# Source excerpt
——————

Friday, August 04, 2017

It seems the Deep State just won't stop

(Via Michael Bane on Facebook)

I'd really like to write about something else. Almost anything else, really. But you can't pay attention to current events in the US and not have this come to your attention, and it's too important to ignore, so I'm going to say a bit about it.

I'm referring to the article "The Slow-Motion Coup d’Etat picks up steam" by William A. Jacobson on Legal Insurrection. Excellent article; well written. So well written that I can give you the first paragraph along with the last two for the purposes of my discussion and allow you to read the remainder at your leisure.

First paragraph:

Since the election there has been an unprecedented attempt to unwind the election result. Events have accelerated on several fronts lately with attempts from outside and within to paralyze the Trump administration.

Last two paragraphs:

Not only is the Trump administration under unprecedented attack from outside, the foxes are inside the henhouse, and are gutting it from the inside out.

The attempt to unwind the 2016 election through paralyzing the Trump administration is a serious threat to our liberty. Our most basic of institutions, the transfer of power through elections, is under attack.

Between those Jacobson lays out his case for those statements, and lays it out well. However, as I said, if you've been paying attention, this is already obvious to you. The incessant media drum beating since the morning after the election, the crazed whining of the left, the seeming endless protests from January to May, all of it organized--yes, I said organized--to cripple the Trump presidency.

As Jacobson points out during that time we also had the "All Russia, all the time" crowd and enough leaks to sink a battleship. So far, they've all failed in their primary goal, which has been to force Trump out. The Left has committed the cardinal sin of under-estimating their opponent. He doesn't play by their rules, and the pressure that would have driven a conventional politician out of office and simply rolled off his back.

——————

# Tasks and exercises
1. According to the blog post, who wrote the article "The Slow-Motion Coup d’Etat picks up steam"?
2. Please write out, without any changes, the part of the blog post between "(Via Michael Bane" and "bit about it.", inclusive.

[Source records]
——————

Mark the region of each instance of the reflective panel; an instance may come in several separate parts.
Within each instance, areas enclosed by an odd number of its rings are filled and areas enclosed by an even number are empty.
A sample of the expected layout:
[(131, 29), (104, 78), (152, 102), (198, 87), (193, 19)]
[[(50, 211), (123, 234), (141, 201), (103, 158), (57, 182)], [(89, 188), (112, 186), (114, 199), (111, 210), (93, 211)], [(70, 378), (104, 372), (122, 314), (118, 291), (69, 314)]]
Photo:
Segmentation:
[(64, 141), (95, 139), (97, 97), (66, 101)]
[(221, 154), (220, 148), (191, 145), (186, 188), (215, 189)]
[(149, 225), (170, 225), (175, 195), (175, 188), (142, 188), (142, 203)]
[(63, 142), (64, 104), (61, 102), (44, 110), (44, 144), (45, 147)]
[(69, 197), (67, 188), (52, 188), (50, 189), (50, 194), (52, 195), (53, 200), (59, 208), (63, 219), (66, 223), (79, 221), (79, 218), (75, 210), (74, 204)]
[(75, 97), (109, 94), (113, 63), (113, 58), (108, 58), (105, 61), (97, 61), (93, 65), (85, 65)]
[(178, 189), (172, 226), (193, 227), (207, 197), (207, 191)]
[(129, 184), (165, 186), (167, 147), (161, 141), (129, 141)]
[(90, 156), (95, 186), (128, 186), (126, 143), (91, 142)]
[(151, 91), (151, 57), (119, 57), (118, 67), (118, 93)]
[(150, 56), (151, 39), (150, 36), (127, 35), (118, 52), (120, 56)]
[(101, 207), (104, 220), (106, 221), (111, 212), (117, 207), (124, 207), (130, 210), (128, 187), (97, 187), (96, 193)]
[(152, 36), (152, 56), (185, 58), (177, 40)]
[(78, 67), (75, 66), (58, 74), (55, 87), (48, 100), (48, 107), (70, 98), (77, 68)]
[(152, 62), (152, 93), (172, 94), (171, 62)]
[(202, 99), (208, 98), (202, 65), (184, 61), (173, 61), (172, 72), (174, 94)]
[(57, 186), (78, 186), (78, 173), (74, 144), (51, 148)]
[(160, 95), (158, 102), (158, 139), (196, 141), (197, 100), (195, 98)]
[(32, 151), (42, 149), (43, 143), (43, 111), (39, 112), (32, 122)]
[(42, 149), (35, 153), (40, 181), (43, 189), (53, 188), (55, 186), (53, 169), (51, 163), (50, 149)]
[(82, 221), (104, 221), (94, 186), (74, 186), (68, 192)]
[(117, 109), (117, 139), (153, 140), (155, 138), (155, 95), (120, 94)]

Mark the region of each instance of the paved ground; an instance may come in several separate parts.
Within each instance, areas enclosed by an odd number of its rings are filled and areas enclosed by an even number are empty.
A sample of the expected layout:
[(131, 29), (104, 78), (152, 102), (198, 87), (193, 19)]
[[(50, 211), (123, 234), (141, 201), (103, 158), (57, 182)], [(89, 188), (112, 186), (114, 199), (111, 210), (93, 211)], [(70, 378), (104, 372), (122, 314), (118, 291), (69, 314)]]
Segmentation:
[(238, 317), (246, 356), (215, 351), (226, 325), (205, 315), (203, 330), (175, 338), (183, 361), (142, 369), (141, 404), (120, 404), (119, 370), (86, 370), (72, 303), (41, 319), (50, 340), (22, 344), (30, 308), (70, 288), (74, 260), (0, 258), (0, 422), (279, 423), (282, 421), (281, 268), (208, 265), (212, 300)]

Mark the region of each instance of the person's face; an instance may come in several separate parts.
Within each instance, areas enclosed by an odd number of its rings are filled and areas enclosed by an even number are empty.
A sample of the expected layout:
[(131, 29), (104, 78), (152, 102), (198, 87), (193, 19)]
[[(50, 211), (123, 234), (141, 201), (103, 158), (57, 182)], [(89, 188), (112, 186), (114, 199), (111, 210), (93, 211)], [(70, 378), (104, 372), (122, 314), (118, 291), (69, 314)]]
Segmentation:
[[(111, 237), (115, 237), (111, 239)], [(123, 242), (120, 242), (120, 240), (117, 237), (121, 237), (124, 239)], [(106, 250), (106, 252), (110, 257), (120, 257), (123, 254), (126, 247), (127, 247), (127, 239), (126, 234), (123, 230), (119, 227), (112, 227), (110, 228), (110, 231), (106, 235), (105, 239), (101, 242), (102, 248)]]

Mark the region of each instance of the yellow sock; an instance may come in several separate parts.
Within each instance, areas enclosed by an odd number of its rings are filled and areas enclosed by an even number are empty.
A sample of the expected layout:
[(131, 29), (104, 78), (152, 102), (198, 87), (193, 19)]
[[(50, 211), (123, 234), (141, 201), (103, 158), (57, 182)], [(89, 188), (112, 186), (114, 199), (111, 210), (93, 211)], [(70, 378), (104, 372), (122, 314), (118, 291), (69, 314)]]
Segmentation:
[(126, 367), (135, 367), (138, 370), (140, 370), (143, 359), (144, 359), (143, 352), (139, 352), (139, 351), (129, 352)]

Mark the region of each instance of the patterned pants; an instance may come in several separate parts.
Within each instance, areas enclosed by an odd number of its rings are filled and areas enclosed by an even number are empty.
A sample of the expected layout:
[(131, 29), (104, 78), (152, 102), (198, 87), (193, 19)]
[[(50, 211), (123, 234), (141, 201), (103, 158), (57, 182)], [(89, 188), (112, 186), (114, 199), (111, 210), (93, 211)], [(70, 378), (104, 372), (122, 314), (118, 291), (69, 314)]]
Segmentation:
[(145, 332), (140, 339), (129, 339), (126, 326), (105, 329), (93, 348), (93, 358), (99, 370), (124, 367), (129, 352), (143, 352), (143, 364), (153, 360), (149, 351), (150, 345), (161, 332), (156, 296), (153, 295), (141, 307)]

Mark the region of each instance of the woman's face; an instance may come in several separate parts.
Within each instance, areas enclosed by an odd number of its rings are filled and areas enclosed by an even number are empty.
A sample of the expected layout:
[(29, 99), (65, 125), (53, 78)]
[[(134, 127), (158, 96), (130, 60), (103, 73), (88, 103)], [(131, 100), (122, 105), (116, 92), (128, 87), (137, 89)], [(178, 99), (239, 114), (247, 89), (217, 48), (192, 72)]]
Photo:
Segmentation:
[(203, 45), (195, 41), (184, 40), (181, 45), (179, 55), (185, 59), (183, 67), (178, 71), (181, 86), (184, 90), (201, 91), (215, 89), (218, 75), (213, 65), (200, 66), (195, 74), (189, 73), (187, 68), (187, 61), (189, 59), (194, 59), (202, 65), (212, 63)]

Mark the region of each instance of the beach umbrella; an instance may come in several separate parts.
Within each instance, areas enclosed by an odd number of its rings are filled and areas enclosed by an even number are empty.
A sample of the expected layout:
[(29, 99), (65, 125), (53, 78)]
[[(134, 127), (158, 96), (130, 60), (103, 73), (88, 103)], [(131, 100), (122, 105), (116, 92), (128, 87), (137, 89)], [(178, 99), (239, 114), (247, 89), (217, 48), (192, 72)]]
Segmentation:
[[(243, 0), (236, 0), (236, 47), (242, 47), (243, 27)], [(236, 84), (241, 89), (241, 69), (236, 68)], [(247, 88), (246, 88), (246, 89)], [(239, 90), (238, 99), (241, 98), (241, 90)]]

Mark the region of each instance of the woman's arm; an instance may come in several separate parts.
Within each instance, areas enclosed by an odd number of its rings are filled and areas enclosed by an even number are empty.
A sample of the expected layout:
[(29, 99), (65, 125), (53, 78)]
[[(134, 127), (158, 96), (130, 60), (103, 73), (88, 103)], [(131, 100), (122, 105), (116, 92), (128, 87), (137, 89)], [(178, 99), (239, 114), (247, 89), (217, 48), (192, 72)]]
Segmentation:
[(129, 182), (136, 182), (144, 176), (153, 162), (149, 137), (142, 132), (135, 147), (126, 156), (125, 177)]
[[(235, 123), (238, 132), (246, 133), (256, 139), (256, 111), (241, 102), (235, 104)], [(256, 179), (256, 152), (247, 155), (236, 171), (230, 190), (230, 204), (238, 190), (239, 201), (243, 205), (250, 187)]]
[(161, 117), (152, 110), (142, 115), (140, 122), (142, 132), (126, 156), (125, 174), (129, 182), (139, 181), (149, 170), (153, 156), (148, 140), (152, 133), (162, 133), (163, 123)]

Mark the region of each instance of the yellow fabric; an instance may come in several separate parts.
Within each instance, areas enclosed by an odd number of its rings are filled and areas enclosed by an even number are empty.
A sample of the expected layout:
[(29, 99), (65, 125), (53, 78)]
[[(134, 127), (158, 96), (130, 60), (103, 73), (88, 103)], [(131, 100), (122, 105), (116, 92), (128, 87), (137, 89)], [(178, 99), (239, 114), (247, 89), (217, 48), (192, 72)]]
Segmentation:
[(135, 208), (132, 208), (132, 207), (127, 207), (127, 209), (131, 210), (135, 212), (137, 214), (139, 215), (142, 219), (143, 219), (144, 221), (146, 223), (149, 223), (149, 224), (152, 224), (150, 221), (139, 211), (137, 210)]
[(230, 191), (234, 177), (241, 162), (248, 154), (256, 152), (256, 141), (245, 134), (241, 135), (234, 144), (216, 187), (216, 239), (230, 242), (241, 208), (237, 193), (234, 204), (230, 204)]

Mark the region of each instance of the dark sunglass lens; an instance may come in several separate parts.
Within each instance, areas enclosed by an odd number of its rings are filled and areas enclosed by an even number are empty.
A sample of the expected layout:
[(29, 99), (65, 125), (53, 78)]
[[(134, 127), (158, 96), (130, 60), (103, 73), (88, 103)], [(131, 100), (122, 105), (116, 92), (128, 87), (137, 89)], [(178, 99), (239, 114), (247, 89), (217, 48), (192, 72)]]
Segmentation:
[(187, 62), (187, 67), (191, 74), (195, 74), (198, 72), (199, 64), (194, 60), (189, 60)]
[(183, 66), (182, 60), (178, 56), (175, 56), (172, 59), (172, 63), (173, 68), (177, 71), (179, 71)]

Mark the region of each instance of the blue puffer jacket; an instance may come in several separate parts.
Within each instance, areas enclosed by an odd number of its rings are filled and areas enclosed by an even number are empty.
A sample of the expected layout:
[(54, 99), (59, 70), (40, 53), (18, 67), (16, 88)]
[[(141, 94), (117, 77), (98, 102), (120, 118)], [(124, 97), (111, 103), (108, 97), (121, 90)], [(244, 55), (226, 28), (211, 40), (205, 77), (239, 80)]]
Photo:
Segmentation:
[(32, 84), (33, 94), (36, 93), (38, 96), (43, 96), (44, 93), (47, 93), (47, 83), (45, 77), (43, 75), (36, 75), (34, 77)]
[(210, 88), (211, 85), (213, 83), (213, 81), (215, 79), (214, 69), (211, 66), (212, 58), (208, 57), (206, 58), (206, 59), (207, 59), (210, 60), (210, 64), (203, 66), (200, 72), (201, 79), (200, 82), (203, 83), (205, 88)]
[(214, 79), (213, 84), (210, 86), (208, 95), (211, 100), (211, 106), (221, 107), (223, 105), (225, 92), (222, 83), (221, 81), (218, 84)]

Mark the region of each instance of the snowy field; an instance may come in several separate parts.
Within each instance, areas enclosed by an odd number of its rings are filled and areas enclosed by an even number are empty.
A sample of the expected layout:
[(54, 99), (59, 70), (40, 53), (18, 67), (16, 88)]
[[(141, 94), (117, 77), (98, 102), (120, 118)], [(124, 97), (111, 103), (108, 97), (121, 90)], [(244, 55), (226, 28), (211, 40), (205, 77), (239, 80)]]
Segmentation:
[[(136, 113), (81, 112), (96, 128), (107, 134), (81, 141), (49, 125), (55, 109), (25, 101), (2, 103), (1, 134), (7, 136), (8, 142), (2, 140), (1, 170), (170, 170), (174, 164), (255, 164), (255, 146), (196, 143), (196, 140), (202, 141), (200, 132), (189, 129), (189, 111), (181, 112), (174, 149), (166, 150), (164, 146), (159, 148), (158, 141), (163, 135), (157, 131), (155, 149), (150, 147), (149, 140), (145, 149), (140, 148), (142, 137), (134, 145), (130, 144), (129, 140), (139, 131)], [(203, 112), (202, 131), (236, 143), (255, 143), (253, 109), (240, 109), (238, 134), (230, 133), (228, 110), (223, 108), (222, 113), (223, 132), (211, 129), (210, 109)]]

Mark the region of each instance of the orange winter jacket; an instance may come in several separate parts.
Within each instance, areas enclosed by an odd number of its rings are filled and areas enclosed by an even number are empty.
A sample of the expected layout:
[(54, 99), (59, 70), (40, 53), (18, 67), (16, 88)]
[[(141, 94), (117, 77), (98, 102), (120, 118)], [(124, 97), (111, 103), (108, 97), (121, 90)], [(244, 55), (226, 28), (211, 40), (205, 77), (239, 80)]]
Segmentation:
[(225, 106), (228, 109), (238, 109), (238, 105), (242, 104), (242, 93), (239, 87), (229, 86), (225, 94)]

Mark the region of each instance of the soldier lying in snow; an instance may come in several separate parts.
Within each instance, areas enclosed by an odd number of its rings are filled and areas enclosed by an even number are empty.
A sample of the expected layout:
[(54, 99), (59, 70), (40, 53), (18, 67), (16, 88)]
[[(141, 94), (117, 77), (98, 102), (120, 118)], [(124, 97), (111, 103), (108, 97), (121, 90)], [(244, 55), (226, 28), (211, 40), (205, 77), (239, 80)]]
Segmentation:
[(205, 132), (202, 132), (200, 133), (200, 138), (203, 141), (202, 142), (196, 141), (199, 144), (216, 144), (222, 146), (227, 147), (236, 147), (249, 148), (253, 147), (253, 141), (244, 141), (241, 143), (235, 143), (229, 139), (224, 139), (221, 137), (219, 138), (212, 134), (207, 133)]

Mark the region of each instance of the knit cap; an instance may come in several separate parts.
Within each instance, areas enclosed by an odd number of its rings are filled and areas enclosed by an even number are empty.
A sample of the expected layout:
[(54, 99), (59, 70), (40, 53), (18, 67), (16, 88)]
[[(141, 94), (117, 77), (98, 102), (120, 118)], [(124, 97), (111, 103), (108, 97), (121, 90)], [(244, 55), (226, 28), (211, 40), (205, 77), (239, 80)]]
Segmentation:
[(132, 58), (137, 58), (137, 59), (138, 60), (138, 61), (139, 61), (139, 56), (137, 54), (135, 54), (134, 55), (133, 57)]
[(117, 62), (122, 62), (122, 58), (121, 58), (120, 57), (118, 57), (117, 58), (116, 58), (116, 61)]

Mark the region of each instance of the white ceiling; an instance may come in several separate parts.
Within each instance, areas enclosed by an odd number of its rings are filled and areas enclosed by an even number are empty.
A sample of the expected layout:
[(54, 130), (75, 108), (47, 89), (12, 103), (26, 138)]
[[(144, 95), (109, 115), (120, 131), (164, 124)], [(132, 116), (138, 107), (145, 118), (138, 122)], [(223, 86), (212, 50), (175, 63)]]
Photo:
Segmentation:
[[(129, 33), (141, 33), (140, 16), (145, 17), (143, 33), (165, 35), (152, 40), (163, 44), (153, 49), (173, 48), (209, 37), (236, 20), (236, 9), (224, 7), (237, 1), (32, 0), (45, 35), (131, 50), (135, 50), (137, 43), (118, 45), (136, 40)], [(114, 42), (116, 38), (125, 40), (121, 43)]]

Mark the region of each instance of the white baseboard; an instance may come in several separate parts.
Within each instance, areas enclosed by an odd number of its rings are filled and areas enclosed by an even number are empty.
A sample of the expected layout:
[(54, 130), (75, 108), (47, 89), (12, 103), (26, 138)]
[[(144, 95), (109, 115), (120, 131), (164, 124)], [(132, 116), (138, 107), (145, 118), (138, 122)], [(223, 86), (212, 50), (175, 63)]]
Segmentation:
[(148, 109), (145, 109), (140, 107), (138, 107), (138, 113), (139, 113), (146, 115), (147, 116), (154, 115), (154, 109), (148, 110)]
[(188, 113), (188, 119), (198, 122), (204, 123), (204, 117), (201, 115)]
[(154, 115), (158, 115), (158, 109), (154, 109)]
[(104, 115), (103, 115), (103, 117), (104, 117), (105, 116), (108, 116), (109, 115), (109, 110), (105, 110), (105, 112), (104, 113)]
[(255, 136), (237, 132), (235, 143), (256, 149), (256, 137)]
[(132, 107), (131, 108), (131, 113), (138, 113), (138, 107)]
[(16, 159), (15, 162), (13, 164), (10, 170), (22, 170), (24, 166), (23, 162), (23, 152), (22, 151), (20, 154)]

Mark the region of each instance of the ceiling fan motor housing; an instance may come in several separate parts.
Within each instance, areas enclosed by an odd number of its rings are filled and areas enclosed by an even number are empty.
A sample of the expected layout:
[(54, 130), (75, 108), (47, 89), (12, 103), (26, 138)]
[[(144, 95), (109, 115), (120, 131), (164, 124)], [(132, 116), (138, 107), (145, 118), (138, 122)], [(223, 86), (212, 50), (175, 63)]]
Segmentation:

——————

# Exercise answers
1. William A. Jacobson.

2.
(Via Michael Bane on Facebook)

I'd really like to write about something else. Almost anything else, really. But you can't pay attention to current events in the US and not have this come to your attention, and it's too important to ignore, so I'm going to say a bit about it.